Add Senate candidate Joe Biden to the list of people whose comments could be a problem for President Joe Biden as he seeks a second term in the White House.
The 80-year-old Mr Biden is mounting a historic re-election bid that would, if successful, see him once again become the oldest person to ever take a presidential oath of office, beating the record he previously set in 2021.
But as a new investigation from CNN’s KFile unit revealed on Tuesday, the president once attacked a political opponent quite explicitly with the same angle that Mr Biden’s detractors, particularly those in the GOP, both used in 2020 and likely will again in 2024: His age, and mental fortitude.
The comments were made during Mr Biden’s successful 1972 run against then-Senator Cale Boggs; Mr Boggs, just 63 years old at the time, was at the time expected to win his re-election bid easily but narrowly fell to the 29-year-old Mr Biden when the votes came in.
“Cale doesn’t want to run, he’s lost that old twinkle in his eye he used to have,” Mr Biden said during one campaign appearance dug up by CNN.
His ads were similarly focused on the subject of his opponent being out of touch due to advanced age, according to CNN: “In Cale Boggs’ day when Stalin ruled, Americans had visions of the Russian soldiers in our streets. In Joe Biden’s day, Americans have visions of American criminals in our streets. Joe Biden, he understands what’s happening today.”
Critics of Mr Biden loudly suggested that the president was senile and not fit for office during his 2020 run for the presidency. Those calls haven’t gone away, and have been embraced by GOP primary candidate Nikki Haley in a push for cognitive tests for all presidential candidates over a certain age.

### ACTIVITIES:
1. Repeat the passage of the article on Joe Biden's 1972 age attacks from "Add Senate candidate" up to and including "the White House.", switching "Senate candidate" to "Senate hopeful".
2. Render this sentence from the article on Joe Biden's 1972 age attacks in Spanish: "“Cale doesn’t want to run, he’s lost that old twinkle in his eye he used to have,” Mr Biden said during one campaign appearance dug up by CNN."

Extracted records:
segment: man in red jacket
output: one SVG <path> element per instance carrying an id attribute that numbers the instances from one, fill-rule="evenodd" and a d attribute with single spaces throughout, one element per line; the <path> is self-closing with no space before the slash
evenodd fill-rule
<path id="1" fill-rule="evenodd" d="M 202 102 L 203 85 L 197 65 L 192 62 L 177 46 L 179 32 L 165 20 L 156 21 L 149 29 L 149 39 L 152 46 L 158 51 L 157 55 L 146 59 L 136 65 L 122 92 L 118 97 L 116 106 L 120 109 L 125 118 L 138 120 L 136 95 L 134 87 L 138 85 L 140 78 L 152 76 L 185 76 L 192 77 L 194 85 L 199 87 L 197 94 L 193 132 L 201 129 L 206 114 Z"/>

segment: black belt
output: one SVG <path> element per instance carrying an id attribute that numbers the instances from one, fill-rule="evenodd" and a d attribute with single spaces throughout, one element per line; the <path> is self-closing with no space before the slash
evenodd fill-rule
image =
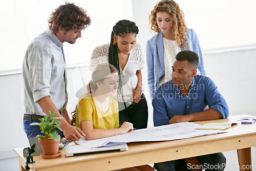
<path id="1" fill-rule="evenodd" d="M 23 117 L 23 119 L 30 120 L 31 120 L 30 117 L 31 117 L 31 119 L 32 120 L 38 120 L 38 119 L 44 118 L 44 116 L 39 116 L 39 115 L 24 115 L 24 117 Z"/>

### ANSWERS TO THE TASKS:
1.
Add Senate hopeful Joe Biden to the list of people whose comments could be a problem for President Joe Biden as he seeks a second term in the White House.

2. "Cale no quiere postularse, ha perdido ese viejo brillo en los ojos que solía tener", dijo el Sr. Biden durante una aparición de campaña desenterrada por CNN.